Continue the blog text below, starting right after its final sentence about owning a car in winter.

--- Document passage Enclosed Below ---

Fighting back tears, Yzerman conceded that he understood management's decision. "Langenbrunner has been out for a long time now. He had knee surgery in early December, but we decided to wait for him and welcome his return come Christmastime. Then he goes out and catches pneumonia. I guess he never listened to his mother when she told him to bundle up against the cold. Frankly, we feel betrayed by his lack of discipline, and for his lack of respect for his mother."

Yzerman departed claiming that he will always be a Spud at heart, and may even give a lack-lustre performance for Finnish just to prove it. "If I can't play for Sputastic, than it's not really worth putting in the effort."

Replacing Yzerman at centre, the Spuds have called up Mississauga-native Jason Spezza, who started the season with the Spuds but has spent the past month in the minors. "I really wasn't up to par back then, but I've worked hard to come back and show them my worth. I'm confident that I can go out there and give my 100%".

Asked if he was willing to give 110%, Spezza beat the ignorant reporter with Jeremy Roenick's blood-soaking and tooth-collecting towel and told him to feck off and take some math lessons.

"The injury bug does concern me, though," Spezza continued. "I mean, a lot of our guys have been going down lately. I'm confident, though, that I can go out there and get injured just like the rest of them. I don't want to be left out, or anything. Otherwise, people will start to compare me to Jonas Hoglund."

Spezza surmised he would be able to get injured faster than anyone else on the team, and even toyed with the idea of experimenting with new and innovative injuries. "I'm thinking of trying out an aneurysm, or chronic inner-ear imbalances."

- With files from spudles.com

Wed, Jan 21, 2004

Winter Woes

This being the first winter where I've owned a car (rather than just pilfering other people's cars from time to time) I've learned a bit about the weariness of winter. I was already well aware of the dangers of driving through ice and snow, but having my own car parked in the driveway has brought a few other issues to mind.

--- End of Enclosed Document passage ---
--- Data Enclosed Below ---

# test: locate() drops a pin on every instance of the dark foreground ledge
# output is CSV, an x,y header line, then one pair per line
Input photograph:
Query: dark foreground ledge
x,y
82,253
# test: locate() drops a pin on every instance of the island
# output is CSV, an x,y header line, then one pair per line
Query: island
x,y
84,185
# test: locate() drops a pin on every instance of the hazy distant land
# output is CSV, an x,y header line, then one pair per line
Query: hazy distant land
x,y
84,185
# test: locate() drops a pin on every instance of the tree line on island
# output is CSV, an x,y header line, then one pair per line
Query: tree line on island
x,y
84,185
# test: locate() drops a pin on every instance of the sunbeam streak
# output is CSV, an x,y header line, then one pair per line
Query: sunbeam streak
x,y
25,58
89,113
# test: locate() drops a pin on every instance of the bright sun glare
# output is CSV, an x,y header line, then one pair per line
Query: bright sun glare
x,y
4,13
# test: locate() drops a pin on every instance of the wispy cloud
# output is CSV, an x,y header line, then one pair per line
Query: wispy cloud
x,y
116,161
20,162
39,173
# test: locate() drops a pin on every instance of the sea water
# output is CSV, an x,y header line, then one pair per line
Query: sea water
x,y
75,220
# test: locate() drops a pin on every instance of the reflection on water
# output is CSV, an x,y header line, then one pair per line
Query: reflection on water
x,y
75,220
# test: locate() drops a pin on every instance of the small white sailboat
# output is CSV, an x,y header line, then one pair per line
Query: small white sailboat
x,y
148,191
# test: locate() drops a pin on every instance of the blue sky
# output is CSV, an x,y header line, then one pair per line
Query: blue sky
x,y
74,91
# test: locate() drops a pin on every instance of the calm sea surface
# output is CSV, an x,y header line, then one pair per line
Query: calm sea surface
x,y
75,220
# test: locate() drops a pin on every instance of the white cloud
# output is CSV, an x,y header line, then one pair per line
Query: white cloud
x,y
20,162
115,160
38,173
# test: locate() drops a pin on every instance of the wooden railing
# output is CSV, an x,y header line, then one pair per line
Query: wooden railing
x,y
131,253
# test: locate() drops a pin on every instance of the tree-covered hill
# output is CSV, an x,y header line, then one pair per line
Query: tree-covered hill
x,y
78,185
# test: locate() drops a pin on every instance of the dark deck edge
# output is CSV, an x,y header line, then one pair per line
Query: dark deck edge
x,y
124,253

--- End of Enclosed Data ---
--- Data Enclosed Below ---

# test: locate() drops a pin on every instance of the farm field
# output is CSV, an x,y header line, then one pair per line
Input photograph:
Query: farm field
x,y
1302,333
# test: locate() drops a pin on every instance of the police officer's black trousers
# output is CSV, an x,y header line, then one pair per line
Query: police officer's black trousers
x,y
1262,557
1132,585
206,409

--- End of Enclosed Data ---

> _Response to this task_:
For instance, leather seats may look sleek and sexy, but they're very cold on chilly winter mornings, and your butt gets numb very quickly trying to warm them up. As well, nothing works up a good smelly wintery freezing sweat like scraping ice off of your windshield, particularly when you're already late for work.

One of the worst winter effects, however, is simply how bloody filthy everything gets. My poor car sits there covered in grime, it's snazzy cobalt blue struggling to shine through, and there's nothing I can do about it because attempting to wash it will simply turn my car into one giant ice cube.

On the bright side, my license plate is pretty filthy too, so maybe I can sneak a few free rides on highway 407...

Mon, Jan 26, 2004

Call Me Butterfingers

On Sunday I was fortunate enough to be able to go to the Toronto Maple Leafs' Skills Competition. We had great seats - front row balcony right at centre ice - and were treated to a great show.

As is the case at most sporting events, lots of free stuff gets thrown into the stands. At this event, they were throwing little Carleton bears; miniature versions of the team mascot. Fortune shone on me, as the giant slingshot fired one precisely in my direction. I got ready for the catch, prepared to trap that little poofball in my grasp, and completely failed to predict how bouncy those things are.

It glanced my wrist and shot off to the right, hit the glass wall behind me, bounced off of the seat next to me and went right over the railing and plummetted to the lower bowl below.

If I was wearing my goalie's trapper, maybe I would have had that sucker.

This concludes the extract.